• **分析用テキスト**:

============================================================

第21話 バルキリー、ガウォークに変形

 26日を迎えた。家に帰るまでが遠足なようにステントを抜くまでが手術なのだ。

 漠然とステントを抜くと言われても4W1Hがすべて明確になっていない。


 When(いつ)・・26日。これはいい。

 Where(どこで)・・手術室?診察室のベッド?それ以外?

 Who(誰が)・・手術した先生だよね?

 What(何を)・・ステントを。

 How(どうする)・・ひっこぬく。


 不明確な”どこ”と”誰”によってその規模が予想できる。診察室のベッドで研修医がちょちょいと出来るレベルから手術台で執刀医が助手を従えるレベルまで。キーワードは退院時に先生の言った、「もう一回頑張ってもらいます。」と「麻酔なしです。」

 どう考えても楽じゃないようだ。

 前回同様、聖飢魔IIの歌に勇気を貰いながら病院へ向かった。


 待合室でただ壁のデジタル時計を眺めながら座っている。毎回思うのだが隣の小児科も皮膚科も、その向こうの耳鼻咽喉科も患者はそんなにいないのに、この泌尿器科だけはいつも患者が多い。そして年配が多い。今日はまた若者になれた。


 *「受付番号1791番の方、中待合にお入りください。」


 私の番だ。


(1791番・・・1,7,9,1・・・ 痛・泣・苦・痛)


 だめだ。既にひるんでいる。


 外来の泌尿器科は診察室が3部屋あり、今日はすべての部屋が使用されているが私の担当の先生の名前は無い。ということは引っこ抜くのは診察室ではない。


 *「こちらへお入りください。」


(尿管・・検査・・なんちゃら室?)

 詳しく見れなかったが、そんな部屋に案内された。


 *「こちらでズボンとパンツを脱いで下さい。上はそのままで結構です。(施術する)椅子がこちらにありますので、脱いだらこちらへお願いします。」


 条件反射のように3人いる看護師さんの”歴史観”を確認してしまう。


(やすらぎ2名、もう一人が子供が小学生くらいのミセス層だろうか。)


 ・・割り切れるかどうかの瀬戸際世代だ。


 脱がないことには進まないので、とりあえずはズボンもパンツも脱ぐ。しかし下だけ脱いだ格好でカーテンの外に出て行くのは全裸よりも恥ずかしい。隠しながら出て行くか、貧弱なまま堂々と出て行くべきか、それともをして出て行くべきか葛藤していたところに、カーテンの裾からそっとバスタオルが差し出された。

============================================================

• **データ抜粋**:
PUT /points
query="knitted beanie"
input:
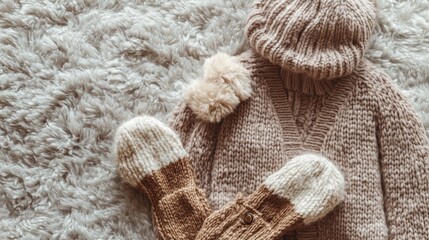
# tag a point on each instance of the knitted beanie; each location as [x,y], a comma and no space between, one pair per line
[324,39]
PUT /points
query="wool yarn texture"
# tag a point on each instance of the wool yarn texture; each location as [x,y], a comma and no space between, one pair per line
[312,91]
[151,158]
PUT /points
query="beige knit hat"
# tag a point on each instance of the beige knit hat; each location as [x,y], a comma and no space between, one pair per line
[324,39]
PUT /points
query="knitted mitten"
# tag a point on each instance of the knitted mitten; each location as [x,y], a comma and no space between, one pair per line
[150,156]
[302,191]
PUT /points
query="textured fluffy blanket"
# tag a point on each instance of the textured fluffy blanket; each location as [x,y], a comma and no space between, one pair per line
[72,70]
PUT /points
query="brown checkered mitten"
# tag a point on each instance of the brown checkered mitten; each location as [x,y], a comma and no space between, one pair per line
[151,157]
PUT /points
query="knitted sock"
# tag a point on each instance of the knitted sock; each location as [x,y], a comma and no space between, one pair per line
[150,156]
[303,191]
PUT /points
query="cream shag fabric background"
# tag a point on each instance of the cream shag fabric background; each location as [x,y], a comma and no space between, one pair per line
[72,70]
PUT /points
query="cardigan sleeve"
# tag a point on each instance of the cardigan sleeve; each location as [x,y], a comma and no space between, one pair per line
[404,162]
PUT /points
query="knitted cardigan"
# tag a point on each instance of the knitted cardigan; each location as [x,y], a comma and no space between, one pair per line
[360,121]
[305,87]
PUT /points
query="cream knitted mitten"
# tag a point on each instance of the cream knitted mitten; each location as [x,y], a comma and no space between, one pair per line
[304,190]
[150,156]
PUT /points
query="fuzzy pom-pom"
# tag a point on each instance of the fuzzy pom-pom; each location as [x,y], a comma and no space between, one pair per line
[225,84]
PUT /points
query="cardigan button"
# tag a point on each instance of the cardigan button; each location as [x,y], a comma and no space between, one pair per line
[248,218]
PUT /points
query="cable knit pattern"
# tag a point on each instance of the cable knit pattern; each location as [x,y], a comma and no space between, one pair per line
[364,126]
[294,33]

============================================================

• **練習問題**:
• 1. 分析用テキストの「(やすらぎ2名、もう一人が子供が小学生くらいのミセス層だろうか。)」から「とバスタオルが差し出された。」まで(「とバスタオルが差し出された。」を含む)を、一字一句違えずに書き写してください。
• 2. 分析用テキストについて、次の問いに答えよ。
(a) 呼ばれた受付番号は何番か。
(b) 外来の泌尿器科には診察室が何部屋あるか。
(c) 案内された部屋には看護師が何人いたか。

• **解答例**:
• 1.
(やすらぎ2名、もう一人が子供が小学生くらいのミセス層だろうか。)


 ・・割り切れるかどうかの瀬戸際世代だ。


 脱がないことには進まないので、とりあえずはズボンもパンツも脱ぐ。しかし下だけ脱いだ格好でカーテンの外に出て行くのは全裸よりも恥ずかしい。隠しながら出て行くか、貧弱なまま堂々と出て行くべきか、それともをして出て行くべきか葛藤していたところに、カーテンの裾からそっとバスタオルが差し出された。

• 2.
(a) 1791番
(b) 3部屋
(c) 3人